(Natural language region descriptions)
[Start of Attachment]

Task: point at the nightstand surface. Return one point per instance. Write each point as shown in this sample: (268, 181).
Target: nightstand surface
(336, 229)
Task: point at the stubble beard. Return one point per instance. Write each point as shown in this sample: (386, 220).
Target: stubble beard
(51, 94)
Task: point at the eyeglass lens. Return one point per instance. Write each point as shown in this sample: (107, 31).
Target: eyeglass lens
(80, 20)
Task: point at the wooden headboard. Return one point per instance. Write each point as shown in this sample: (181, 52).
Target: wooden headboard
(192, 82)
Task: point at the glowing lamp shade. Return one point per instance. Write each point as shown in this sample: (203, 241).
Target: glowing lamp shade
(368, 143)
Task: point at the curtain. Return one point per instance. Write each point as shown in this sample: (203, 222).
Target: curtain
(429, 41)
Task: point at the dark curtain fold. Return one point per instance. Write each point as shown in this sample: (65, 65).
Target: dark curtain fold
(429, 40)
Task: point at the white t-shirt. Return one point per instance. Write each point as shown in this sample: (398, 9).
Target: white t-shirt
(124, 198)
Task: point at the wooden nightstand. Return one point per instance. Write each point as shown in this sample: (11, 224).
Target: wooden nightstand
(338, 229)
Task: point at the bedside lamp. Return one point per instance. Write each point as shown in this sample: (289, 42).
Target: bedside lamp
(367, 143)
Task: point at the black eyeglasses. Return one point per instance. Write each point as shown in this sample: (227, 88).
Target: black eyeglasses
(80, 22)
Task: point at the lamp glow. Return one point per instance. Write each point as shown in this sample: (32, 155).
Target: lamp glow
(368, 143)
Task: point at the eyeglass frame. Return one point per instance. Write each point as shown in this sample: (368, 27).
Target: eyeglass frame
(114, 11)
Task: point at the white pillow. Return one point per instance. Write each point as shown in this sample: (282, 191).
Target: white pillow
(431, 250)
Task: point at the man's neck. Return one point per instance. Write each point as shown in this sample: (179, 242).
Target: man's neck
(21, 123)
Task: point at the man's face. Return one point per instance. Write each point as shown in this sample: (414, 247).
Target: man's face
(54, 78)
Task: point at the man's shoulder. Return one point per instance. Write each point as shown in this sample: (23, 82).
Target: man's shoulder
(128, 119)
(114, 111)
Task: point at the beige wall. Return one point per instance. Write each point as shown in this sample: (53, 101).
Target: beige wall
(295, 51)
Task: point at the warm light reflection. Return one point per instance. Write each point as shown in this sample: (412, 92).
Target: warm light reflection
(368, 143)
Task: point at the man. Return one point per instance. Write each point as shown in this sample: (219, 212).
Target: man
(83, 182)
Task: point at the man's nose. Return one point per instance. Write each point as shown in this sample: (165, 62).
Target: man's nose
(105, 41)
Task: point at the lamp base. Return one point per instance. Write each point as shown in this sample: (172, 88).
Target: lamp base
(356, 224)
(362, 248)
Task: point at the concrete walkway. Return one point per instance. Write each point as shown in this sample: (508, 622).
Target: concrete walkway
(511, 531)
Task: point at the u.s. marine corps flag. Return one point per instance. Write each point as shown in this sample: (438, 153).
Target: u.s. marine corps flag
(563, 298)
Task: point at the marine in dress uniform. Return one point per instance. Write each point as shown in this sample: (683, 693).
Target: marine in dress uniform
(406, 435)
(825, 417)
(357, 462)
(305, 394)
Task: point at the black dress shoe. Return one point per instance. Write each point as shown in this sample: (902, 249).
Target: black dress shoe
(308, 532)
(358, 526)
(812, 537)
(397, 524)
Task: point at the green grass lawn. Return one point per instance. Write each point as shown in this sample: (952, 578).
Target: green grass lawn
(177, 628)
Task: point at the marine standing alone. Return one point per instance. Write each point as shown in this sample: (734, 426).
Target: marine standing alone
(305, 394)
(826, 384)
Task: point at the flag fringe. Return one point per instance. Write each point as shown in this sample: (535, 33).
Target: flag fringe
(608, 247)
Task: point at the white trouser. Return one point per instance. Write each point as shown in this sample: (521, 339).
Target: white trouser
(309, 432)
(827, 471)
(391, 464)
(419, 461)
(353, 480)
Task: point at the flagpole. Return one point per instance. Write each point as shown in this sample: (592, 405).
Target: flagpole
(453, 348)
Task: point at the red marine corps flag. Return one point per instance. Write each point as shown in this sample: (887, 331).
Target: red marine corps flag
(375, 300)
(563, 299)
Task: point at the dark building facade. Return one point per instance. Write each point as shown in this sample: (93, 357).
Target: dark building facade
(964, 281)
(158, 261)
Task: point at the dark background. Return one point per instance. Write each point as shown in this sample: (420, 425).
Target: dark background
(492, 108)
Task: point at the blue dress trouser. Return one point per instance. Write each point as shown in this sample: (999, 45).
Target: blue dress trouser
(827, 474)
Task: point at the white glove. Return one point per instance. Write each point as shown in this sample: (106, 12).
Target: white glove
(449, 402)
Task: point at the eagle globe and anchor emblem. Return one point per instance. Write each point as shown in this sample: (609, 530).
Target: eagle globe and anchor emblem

[End of Attachment]

For each line above that includes "eagle", make a copy.

Solved problem -
Task: point at the eagle globe and anchor emblem. Return one point per instance. Write each point as shown in this sample: (609, 530).
Target: eagle globe and anchor emblem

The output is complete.